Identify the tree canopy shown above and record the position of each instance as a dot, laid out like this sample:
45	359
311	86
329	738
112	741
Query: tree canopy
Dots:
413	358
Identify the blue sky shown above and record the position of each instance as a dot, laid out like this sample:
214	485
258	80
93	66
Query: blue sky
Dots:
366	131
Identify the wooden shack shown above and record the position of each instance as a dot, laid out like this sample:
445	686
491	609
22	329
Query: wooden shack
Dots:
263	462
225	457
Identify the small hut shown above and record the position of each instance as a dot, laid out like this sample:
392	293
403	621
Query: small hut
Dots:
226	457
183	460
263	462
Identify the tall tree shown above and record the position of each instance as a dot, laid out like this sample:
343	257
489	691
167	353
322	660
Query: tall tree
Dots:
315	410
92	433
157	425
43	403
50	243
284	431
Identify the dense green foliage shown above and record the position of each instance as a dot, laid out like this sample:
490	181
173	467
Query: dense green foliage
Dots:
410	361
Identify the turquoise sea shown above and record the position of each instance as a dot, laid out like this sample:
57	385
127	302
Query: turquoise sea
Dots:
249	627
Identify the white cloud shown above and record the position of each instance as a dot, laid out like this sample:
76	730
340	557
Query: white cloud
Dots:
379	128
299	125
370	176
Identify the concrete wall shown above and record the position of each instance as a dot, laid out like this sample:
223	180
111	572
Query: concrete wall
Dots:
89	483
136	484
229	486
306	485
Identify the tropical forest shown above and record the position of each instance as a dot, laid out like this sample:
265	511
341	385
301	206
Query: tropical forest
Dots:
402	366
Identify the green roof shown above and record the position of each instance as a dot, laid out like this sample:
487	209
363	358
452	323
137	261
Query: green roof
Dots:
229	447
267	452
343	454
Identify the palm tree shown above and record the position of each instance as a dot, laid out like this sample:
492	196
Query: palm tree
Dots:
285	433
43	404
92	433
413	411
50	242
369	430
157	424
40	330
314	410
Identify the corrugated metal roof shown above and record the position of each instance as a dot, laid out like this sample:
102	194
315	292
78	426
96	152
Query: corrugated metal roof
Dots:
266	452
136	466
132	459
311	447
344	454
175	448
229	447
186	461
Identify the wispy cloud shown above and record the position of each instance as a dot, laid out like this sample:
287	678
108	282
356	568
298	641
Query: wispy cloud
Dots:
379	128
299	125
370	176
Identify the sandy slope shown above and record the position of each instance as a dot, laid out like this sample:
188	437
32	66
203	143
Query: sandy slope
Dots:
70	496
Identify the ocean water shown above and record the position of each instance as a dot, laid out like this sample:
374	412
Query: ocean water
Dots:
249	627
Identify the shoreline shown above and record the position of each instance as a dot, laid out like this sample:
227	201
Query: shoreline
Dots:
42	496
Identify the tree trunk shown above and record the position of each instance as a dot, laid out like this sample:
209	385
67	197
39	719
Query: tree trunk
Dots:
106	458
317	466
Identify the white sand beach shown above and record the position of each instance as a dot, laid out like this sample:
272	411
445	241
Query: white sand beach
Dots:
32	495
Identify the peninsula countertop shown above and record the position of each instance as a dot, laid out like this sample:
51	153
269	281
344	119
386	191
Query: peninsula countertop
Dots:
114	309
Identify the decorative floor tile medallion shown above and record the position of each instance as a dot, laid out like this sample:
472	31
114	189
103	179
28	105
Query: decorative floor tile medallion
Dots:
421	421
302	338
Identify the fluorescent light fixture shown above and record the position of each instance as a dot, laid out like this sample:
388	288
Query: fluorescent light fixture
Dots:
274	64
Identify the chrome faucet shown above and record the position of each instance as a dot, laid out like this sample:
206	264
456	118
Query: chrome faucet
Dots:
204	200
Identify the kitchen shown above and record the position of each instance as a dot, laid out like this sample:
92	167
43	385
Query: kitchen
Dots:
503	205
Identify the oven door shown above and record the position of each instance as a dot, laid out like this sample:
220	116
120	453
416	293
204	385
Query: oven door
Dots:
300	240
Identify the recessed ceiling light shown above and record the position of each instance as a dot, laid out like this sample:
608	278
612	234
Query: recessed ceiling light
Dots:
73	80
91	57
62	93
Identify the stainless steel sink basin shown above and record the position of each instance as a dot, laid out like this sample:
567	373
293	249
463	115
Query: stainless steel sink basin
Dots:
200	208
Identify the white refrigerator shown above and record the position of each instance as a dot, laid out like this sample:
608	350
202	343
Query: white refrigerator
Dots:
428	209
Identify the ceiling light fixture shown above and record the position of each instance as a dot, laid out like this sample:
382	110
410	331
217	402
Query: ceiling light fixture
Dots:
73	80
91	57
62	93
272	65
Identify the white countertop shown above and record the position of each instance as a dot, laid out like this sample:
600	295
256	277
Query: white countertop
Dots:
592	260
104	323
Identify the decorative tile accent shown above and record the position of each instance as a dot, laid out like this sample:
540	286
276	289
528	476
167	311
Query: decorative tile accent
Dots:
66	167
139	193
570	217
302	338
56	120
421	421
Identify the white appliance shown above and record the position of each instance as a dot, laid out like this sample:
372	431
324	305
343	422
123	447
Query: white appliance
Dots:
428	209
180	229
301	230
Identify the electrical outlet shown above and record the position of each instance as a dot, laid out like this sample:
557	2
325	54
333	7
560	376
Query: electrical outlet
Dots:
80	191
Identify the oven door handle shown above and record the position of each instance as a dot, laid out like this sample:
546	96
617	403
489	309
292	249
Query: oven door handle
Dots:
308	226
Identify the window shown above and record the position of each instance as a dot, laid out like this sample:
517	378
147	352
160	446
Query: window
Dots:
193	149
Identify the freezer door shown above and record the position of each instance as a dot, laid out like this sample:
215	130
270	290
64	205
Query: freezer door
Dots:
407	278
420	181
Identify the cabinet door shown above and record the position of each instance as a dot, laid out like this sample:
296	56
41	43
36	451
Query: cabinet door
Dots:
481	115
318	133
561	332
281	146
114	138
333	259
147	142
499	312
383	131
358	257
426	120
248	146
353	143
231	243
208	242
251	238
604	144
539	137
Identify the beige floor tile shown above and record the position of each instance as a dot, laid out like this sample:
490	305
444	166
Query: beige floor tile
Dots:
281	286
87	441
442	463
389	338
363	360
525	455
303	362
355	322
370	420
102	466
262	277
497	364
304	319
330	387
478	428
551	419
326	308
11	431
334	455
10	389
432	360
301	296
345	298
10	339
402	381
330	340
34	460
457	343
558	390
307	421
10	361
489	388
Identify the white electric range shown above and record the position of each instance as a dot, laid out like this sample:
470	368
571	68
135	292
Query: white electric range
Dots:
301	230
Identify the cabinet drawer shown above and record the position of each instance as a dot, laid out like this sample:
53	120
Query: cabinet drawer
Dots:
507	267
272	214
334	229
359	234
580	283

OBJECTIVE: Print out every record again, exactly and in full.

WRITTEN REPLY:
Identify the tree canopy shown above and record the position of each instance as a dot, laid out like this sample:
45	359
311	86
329	738
112	741
Query: tree canopy
Dots:
413	358
Identify the blue sky shown above and record the position of each instance as a dot, laid out like this sample:
214	485
258	80
93	66
Query: blue sky
Dots:
366	131
Identify the wooden shack shown above and record the position of each instance as a dot, laid out like this sample:
445	686
491	609
22	329
Query: wooden shack
Dots:
263	462
225	457
Identify the small hut shown above and record the position of each instance as a dot, laid out like this sample:
392	293
403	621
Query: small hut
Dots:
226	457
183	460
263	462
Identify the tall tree shown above and record the position of each instance as a dot, laid out like this sample:
343	257
489	691
167	353
322	660
Query: tall tree
Dots:
315	410
92	433
157	425
43	403
50	243
284	431
Identify the dense green foliage shown above and record the position of each instance as a dot, laid out like this sample:
490	181
173	467
Query: dense green foliage
Dots:
410	361
Identify the turquoise sea shown above and record the position of each instance as a dot, laid out like this sample:
57	385
127	302
Query: turquoise sea
Dots:
249	627
Identify the white cloud shown above and record the position of each instance as a dot, laid out like this sample:
76	730
340	557
Query: white cloud
Dots:
379	128
299	125
370	176
Identify the concrete wall shown above and record the position of each instance as a dot, laid out like this sample:
223	180
111	572
Query: concrete wall
Dots:
89	483
136	484
229	486
306	485
Identify the tropical forest shown above and record the position of each instance as a dot, laid out like this sample:
265	511
341	385
301	206
Query: tropical forest
Dots:
402	366
Identify the green roof shown above and record the position of each instance as a dot, laid out like this sample:
487	209
363	358
452	323
137	261
Query: green roof
Dots:
229	447
267	452
343	454
Identify the palm tree shown above and record the position of each instance as a dot, laid out like this sample:
492	196
Query: palm tree
Dots:
285	433
43	404
92	433
413	411
50	242
369	430
157	424
40	330
314	410
Identify the corrugated metal roof shown above and record the position of each instance as a dot, laid out like this sample:
102	194
315	292
78	426
96	152
Query: corrugated metal roof
Dots:
266	452
136	466
132	459
311	447
344	454
175	448
229	447
186	461
Identify the wispy cloud shown above and record the position of each instance as a dot, laid out like this sample:
287	678
108	282
356	568
298	641
Query: wispy cloud
Dots:
379	128
299	125
370	176
Identify the sandy slope shown above and record the position of each instance as a dot, laid out like this sample:
188	437
32	66
203	143
Query: sandy slope
Dots:
70	496
Identify the ocean water shown above and record the position of each instance as a dot, laid out like this sample:
374	412
Query: ocean water
Dots:
249	627
Identify the shoreline shown above and record the position of each instance as a dot, laid out like this sample:
227	201
Query: shoreline
Dots:
42	496
Identify the tree trunk shown above and record the position of each instance as a dot, laid out like this sample:
209	385
67	197
39	719
Query: tree trunk
Dots:
106	458
317	466
Identify the white sand beach shown above and record the position of each instance as a dot, laid out like this sample:
272	411
445	241
Query: white sand beach
Dots:
32	495
Identify the peninsula countertop shown above and record the position of each instance as a dot, laid out like this sample:
51	153
269	281
344	119
386	191
Query: peninsula countertop
Dots:
114	309
Identify the decorative floor tile medallion shown above and record the position of each instance as a dot, laid out like this sample:
472	31
114	189
103	179
28	105
Query: decorative floor tile medallion
Dots:
421	421
302	338
Identify the fluorescent light fixture shown above and record the position of each instance as a dot, laid out like this sample:
388	288
Query: fluorescent light fixture
Dots:
274	64
Identify the chrome faucet shown above and record the position of each instance as a dot, laid out like this sample:
206	264
456	118
Query: chrome faucet
Dots:
204	200
Identify the kitchen shown above and record the position of each instance as a dot, laid out like this sample:
92	167
43	385
Query: kitchen
Dots:
503	205
Identify the oven door shown above and record the position of each instance as a dot, laid out like this sample:
220	116
120	453
416	293
204	385
Query: oven door
Dots:
300	240
Identify the recessed ceiling light shown above and record the position of each instance as a dot, laid out like this sample:
608	278
612	234
Query: recessed ceiling light
Dots:
73	80
91	57
62	93
Identify the stainless steel sink basin shown above and record the position of each instance as a dot, laid out like this sample:
567	373
293	249
463	115
Query: stainless steel sink basin
Dots:
200	208
Identify the white refrigerator shown above and record the position of each instance as a dot, laid out like this sample:
608	350
202	343
Query: white refrigerator
Dots:
428	209
Identify the ceiling light fixture shown above and record the position of each instance as a dot, laid out like this sample:
382	110
410	331
217	402
Query: ceiling light fixture
Dots:
73	80
91	57
62	93
272	65
Identify the white countertop shown above and record the position of each instance as a dot, laid out like this sample:
600	295
256	277
Query: white countertop
Dots:
592	260
104	323
Identify the decorative tile accent shown above and record the position of each instance as a dot, laid out like this sample:
540	286
276	289
528	476
167	311
Query: decorative tile accent
Dots:
66	167
139	193
570	217
302	338
56	120
421	421
Identify the white appliance shown above and record the position of each instance as a dot, laid out like this sample:
372	431
324	305
343	422
123	447
Query: white appliance
Dots:
428	209
180	229
301	230
Identify the electrical outlet shown above and record the position of each instance as a dot, laid out like this sample:
557	2
325	54
333	7
560	376
Query: electrical outlet
Dots:
80	191
Identify the oven door handle shown above and record the position of each instance as a dot, laid out like this sample:
546	96
617	403
489	309
292	249
Query: oven door handle
Dots:
308	226
Identify the window shown above and record the position of each instance as a dot, laid out like this sample:
517	378
147	352
160	446
Query: window
Dots:
193	149
Identify the freezer door shown above and record the position of each instance as a dot, laid out like this sample:
215	130
270	290
64	205
Query: freezer door
Dots:
407	278
420	181
Identify the cabinet door shown above and record the position of each instance as a dot, laid out like this sample:
296	56
41	43
36	451
Query: cabinet door
Dots:
481	115
318	133
561	332
281	146
114	138
333	259
147	142
499	312
383	131
358	257
426	120
248	146
353	143
231	243
208	242
251	238
604	144
539	137
Identify the beige floor tile shown above and record the position of each instance as a dot, laid out like this sample:
490	305
444	166
Query: beige floor tile
Dots:
281	286
87	441
442	463
389	338
363	360
525	455
303	362
355	322
370	420
102	466
262	277
497	364
304	319
330	387
478	428
551	419
326	308
11	431
334	455
10	389
432	360
301	296
345	298
10	339
402	381
330	340
34	460
457	343
558	390
307	421
10	361
489	388
Identify the white electric range shown above and record the position of each instance as a dot, laid out like this sample:
470	368
571	68
135	292
Query: white electric range
Dots:
301	230
Identify the cabinet drawer shown above and record the position of each instance as a dot, laid out like this sample:
53	120
Query: cabinet drawer
Dots:
507	267
272	214
334	229
359	234
580	283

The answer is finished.